─── EXTRACT TO READ ───
Marcos Lutz, CEO of Cosan, 45 years old, certainly faces the biggest challenge in his career: the reconstruction of ALL, a railroad group with 13,000 kilometers of concessions and a lot to fix. It will be necessary five years at least to put the railroad on track, renew its fleet of locomotives and cars, upgrade its tracks to gain operational efficiency and reasonably meet the demand for hundreds of clients. The investments bundle provided in this period reaches R$ 7 billion. Other R$ 2 billion is budgeted for the following years.
The new company arising from the merge of ALL by Rumo Logística, controlled by Cosan, will set its new management within a month. It is already set that two super-executives will be just below the CEO – one of them responsible for Rondonópolis-Santos corridor, which carries more than 60% of the load drained today, and the other by narrow gauge operations, which are in the south, connected to the ports of Paranaguá, São Francisco do Sul and Rio Grande.
They will have operational vice-president positions and their names should be revealed in the next few days. Lutz explains that the division is due to the type of operation of the lines. The Rondonópolis-Santos, for example, where grains and sugar are transported, requires urgent action, especially in Araraquara (SP) stretch to the border with the State of Mato Grosso do Sul.
The last regulatory approval for the merger is expected until the end of March. Antaq (agency that regulates waterway transport) gave the green light yesterday. On Monday, the process will be forwarded to the Secretaria Especial de Portos (Special Secretariat of Ports – SEP) for the final approval. The business has been approved by the Administrative Council for Economic Defense (CADE), which imposed some restrictions, and ANTT (which regulates land transport).
After this procedure, the two companies merge, getting the usual shareholder approvals of both. The ALLL3 stock of the concessionaire shall cease to be traded on BMF&Bovespa and Rumo3 ticker will take its place.
From this moment on, as the senior names of the new management team are defined, let’s roll up our sleeves and start rebuilding a project to meet all loads with railroad vocation, said Lutz, in an interview to Valor.
The executive has been involved with the railroad business at Cosan since the end of 2011, when a plan of joining ALL was defined. As it was Christmas Eve, it was named “Projeto Noel” (Santa Project) to prevent leakage of information. The offer to buy a stake in the railroad occurred in February 2012.
According to the executive, less than half of the potential load of reception is intended to the ports of Santos and Paranaguá. Our goal is that the entire grain loading, such as soybeans and corn, from Mato Grosso to Santos is transported by train. A good number goes by truck. He estimates that this may occur in up to six years.
The extension of the deadlines of three concessions from ALL is an important factor for the business to gain the size of planned investments and go through a deep transformation, said Lutz, who is of the head of Cosan since 2009. They mature from 2026 (Malha Oeste – Western Network). In 2027, the Malha Sul (Southern Network) ends and, in 2029, the São Paulo network (Malha Paulista). Ferronorte, in Mato Grosso do Sul, stands until 2079.
───
- _TASKS_
1. In the article about Cosan and the ALL railroad, which agency gave the merger its green light yesterday?
2. Extend the article about Cosan and the ALL railroad by writing what follows its last paragraph.
─── DATASET EXTRACT ───
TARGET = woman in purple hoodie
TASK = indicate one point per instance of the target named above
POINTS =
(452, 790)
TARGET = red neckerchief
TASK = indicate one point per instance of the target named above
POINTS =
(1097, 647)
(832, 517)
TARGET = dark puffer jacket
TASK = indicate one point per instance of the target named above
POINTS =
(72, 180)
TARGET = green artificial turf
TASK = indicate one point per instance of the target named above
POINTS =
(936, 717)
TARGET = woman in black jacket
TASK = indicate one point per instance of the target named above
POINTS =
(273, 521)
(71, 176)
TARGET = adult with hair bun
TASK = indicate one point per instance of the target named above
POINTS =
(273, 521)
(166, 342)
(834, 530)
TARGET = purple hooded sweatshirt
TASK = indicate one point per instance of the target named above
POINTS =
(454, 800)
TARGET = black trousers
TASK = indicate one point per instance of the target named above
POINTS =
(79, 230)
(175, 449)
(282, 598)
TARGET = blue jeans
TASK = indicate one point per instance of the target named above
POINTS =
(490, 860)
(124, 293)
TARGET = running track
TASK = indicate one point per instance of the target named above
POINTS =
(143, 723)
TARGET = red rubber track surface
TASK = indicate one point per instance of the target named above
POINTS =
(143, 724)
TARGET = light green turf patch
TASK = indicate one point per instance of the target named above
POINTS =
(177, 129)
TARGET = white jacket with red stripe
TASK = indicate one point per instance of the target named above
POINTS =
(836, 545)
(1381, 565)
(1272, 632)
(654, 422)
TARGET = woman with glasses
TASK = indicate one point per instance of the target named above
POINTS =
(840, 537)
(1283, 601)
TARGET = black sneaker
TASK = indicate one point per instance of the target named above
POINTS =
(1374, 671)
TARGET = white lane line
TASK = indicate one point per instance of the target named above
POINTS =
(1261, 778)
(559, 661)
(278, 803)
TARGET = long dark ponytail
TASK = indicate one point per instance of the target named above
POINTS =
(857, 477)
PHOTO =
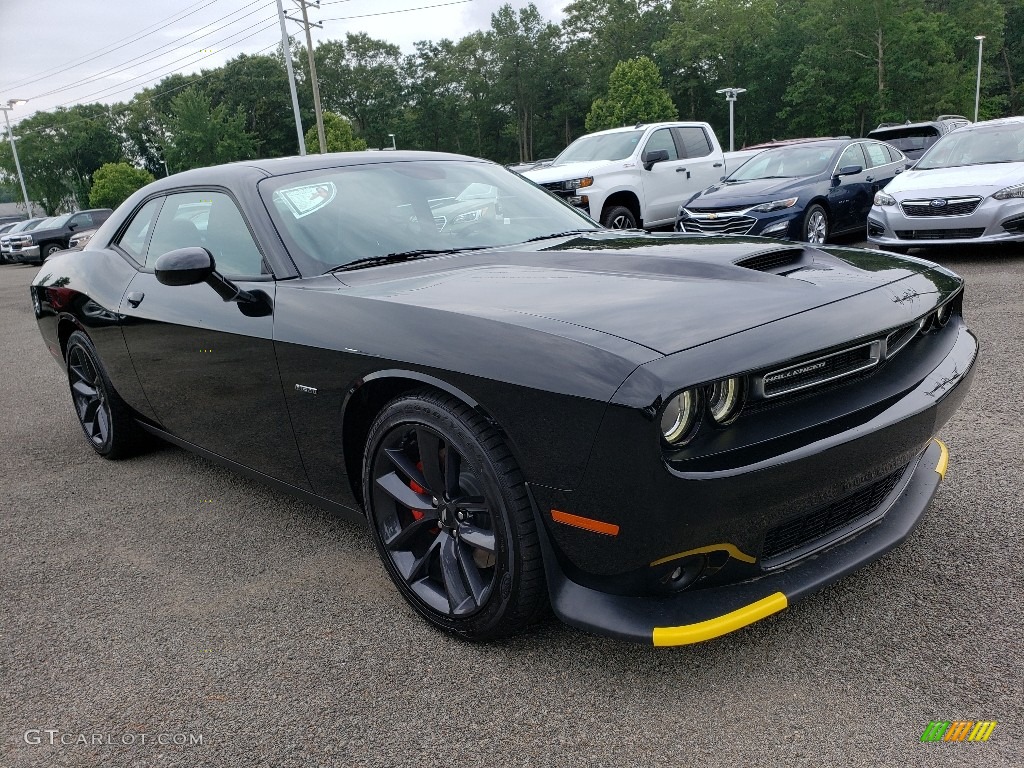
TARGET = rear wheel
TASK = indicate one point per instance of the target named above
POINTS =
(619, 217)
(451, 517)
(105, 420)
(815, 228)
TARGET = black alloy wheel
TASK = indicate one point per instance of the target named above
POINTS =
(619, 217)
(452, 519)
(107, 421)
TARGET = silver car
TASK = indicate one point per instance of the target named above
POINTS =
(968, 187)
───
- _RESULTS BY TASK_
1. Antaq, the agency that regulates waterway transport.

2.
The government and ANTT will receive a detailed design of the new ALL from Cosan. We will show its importance to the country and to meet the load demand. According to the executive, the heavy amount of investments needs more time to return of capital. With five years or so, no bank will lend me money to invest, he says.
The railroad capacity will double within six years. It will reach 50 million tons only in the corridor between Rondonópolis and the port of Santos.
Lutz tells that he will have to redo everything and it will be like replacing a airplane turbine in the air. He will need to work in more than 1,500 km of tracks without stopping the load flow. Among the bottlenecks to be worked with more urgency, he points out a number of actions on access to the Port of Santos in order to move the trains arriving to the terminals more quickly.
The new company will also seek a long-term commitment relationship with its customers – large trading of agricultural, pulp manufacturers and fuel distributors commodities, among others. In general, ALL did not adopt this practice. The customer’s complaints in relation to the railroad services is common knowledge.
We are going to offer more efficiency and meet agreed volumes in the contracts, says Lutz. Thus, he says, it is a win-win situation. The commercial focus of the new company is to seek more distant loads (grains from Mato Grosso) and then develop the sugar market further.
The period of seven years expected to receive up to R$ 9 billion establishes the replacement of almost everything, from locomotives of higher capacity and greater efficiency (currently, there are thousands in operation), the most part of the cars (20,000), large part of the tracks, construction of new and expansion of existing yards along the track. The plan establishes operation with 120-car trains.
A team of 20 people consisting of technicians from ALL and Rumo – who worked neutrally due to the rules of Cade – was dedicated in the last nine months to a full inventory of ALL and Rumo assets. They pointed out existing bottlenecks and the value of investments for the new railroad. It’s a crucial transformation to both companies, with troubled histories, says the executive.
In 2009, Rumo signed an operation contract in the track of ALL, from Campinas to Santos, making an investment of R$ 1.1 billion (value at that time). In exchange, it would receive the transportation of sugar. The plan has taken a bad course, ended up in court and was solved only with merge of the two companies early last year.
In the next six months, the new company will have to implement a series of actions required by Cade in the act of approval of the merge to meet competition standards: a compliance supervisor, a committee of Related Parties and issue periodic reports of its operations.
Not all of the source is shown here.